#### Given request:
Copy out each line in the items below that contains the word "tree".

#### Material for this task:

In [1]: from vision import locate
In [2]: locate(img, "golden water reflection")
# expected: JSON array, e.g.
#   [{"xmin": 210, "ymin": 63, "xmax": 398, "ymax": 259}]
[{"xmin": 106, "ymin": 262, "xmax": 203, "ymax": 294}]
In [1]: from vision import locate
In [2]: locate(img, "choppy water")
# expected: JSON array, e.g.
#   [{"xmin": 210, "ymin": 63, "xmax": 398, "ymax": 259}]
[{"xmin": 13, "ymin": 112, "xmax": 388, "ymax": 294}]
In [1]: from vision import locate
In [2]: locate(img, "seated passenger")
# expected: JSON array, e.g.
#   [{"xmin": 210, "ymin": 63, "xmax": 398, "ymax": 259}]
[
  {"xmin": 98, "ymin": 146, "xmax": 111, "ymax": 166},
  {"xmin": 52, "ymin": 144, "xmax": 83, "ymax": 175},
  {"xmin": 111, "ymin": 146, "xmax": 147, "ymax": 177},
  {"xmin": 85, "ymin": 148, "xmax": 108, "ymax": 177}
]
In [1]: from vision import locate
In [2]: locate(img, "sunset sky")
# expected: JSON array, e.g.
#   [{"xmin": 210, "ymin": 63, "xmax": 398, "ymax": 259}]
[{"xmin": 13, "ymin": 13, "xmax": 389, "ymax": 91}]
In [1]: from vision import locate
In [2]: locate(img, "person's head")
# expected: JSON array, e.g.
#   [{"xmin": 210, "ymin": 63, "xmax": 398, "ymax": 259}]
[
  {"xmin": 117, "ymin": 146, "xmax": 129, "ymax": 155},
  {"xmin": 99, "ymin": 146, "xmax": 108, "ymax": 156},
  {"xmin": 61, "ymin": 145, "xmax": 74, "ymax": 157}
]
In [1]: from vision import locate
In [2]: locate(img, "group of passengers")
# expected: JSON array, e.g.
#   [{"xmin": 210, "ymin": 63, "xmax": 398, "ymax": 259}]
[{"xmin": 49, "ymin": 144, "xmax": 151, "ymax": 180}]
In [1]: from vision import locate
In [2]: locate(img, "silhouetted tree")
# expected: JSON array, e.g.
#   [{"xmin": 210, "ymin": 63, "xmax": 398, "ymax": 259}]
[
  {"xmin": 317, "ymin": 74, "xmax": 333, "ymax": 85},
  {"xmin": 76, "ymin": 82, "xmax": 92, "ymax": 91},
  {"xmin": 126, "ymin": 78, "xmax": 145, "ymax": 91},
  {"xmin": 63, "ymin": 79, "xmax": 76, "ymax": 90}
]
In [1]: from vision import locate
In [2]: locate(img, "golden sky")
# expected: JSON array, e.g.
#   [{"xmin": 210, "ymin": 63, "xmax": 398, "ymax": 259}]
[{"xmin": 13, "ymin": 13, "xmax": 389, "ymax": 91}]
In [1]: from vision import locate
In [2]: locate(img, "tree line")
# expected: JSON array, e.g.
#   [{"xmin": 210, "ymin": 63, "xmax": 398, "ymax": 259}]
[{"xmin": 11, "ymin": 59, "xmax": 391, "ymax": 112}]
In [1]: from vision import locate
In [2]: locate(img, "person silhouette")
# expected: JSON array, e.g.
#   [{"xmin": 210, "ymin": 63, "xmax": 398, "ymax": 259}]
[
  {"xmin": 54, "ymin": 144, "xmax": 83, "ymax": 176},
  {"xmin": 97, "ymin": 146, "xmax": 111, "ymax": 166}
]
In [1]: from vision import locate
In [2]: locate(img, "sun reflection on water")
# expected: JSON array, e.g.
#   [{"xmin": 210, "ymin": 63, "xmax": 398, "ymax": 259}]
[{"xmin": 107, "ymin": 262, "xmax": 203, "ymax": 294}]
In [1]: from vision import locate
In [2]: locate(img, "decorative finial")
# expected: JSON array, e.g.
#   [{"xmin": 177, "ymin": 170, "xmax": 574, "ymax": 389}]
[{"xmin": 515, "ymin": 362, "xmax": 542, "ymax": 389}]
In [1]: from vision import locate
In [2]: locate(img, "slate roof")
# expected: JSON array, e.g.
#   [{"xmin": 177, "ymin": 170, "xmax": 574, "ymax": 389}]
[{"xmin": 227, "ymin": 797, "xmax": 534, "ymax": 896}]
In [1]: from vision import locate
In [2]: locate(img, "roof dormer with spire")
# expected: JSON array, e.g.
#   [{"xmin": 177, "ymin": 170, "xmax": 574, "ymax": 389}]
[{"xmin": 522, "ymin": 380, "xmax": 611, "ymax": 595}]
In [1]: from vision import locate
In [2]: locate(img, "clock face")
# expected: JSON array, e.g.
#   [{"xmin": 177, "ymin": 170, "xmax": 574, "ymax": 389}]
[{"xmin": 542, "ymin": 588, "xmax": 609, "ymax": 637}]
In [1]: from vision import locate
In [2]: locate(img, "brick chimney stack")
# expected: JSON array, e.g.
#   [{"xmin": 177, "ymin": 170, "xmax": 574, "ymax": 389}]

#### Written answer:
In [2]: locate(img, "silhouetted tree")
In [2]: locate(img, "tree line")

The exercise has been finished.